EXERCISE REQUIREMENTS:
Exactly as they appear below, repeat the lines from the one with "Target: shirt button" through the one with "Target: dark rock wall", and no others.

INFORMATION:
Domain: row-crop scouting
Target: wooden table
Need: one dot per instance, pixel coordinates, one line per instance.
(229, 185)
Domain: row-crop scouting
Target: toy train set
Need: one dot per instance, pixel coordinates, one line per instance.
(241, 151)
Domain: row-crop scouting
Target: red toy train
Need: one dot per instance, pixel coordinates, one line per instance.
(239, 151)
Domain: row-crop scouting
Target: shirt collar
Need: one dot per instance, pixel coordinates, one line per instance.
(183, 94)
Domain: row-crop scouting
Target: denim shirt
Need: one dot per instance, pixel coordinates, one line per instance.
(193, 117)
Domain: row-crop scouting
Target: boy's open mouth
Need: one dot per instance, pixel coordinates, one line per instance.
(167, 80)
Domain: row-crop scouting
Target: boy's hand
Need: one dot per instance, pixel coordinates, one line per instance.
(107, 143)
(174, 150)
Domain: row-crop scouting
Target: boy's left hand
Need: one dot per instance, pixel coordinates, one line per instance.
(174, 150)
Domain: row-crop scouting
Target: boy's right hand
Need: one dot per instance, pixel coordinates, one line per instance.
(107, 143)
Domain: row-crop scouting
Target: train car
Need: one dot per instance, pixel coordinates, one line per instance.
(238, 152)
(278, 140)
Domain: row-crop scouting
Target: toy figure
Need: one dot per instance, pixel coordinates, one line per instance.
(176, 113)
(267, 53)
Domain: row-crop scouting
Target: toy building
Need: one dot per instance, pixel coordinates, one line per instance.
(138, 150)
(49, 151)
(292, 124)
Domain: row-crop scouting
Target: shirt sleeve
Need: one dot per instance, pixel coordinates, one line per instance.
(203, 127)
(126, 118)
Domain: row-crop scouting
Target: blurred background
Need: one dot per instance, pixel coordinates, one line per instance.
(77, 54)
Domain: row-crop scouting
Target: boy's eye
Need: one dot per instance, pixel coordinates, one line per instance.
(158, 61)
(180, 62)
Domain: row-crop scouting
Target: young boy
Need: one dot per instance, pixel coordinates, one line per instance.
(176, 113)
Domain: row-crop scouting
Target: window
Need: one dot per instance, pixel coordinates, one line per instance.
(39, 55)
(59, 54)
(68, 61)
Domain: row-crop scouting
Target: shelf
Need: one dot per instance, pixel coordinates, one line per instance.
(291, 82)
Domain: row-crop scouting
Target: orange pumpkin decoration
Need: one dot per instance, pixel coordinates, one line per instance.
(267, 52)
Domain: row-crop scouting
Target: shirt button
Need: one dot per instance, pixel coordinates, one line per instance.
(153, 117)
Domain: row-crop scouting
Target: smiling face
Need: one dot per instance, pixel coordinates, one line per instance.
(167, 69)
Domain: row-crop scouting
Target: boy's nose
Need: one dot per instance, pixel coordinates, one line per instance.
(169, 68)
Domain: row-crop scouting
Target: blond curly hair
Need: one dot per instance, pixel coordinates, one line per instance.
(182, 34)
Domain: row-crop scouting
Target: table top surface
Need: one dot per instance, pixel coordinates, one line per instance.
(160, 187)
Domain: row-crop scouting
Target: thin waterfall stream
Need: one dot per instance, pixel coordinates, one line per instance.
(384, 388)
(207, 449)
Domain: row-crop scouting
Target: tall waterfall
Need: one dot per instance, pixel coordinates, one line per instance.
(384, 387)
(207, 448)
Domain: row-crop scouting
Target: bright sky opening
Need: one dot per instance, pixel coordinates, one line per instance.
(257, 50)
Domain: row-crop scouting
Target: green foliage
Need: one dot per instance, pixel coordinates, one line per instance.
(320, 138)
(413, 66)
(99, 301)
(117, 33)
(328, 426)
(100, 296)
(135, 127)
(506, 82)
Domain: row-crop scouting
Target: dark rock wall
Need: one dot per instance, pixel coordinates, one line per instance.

EXERCISE RESULT:
Target: shirt button
Need: one dot per instance, pixel coordinates, one line per instance.
(153, 117)
Domain: row-crop scouting
Target: smiling face
Need: one dot per instance, pixel coordinates, one line per instance.
(167, 69)
Domain: row-crop scouting
Target: boy's nose
Need: one dot per instance, pixel coordinates, one line per instance.
(169, 68)
Domain: row-crop scouting
Target: blond curly hair
Need: one dot per instance, pixel coordinates, one line per instance.
(182, 34)
Domain: row-crop scouting
Target: table top surface
Need: one dot per instance, pixel coordinates, one line per instance.
(160, 187)
Domain: row-crop scouting
Target: thin waterfall stream
Need: one dot per instance, pixel coordinates, one line per instance.
(384, 388)
(207, 449)
Domain: row-crop scouting
Target: tall waterfall
Need: one dot per instance, pixel coordinates, one line per instance.
(384, 387)
(207, 448)
Domain: row-crop scouting
Target: bright sky opening
Need: one dot per instance, pixel coordinates, one line per instance.
(257, 50)
Domain: row-crop scouting
Target: green foliage
Need: one dot per instance, pixel coordinates, one line per instance.
(320, 138)
(413, 66)
(99, 301)
(117, 33)
(328, 426)
(100, 296)
(135, 127)
(506, 82)
Domain: row-crop scouting
Target: dark rock wall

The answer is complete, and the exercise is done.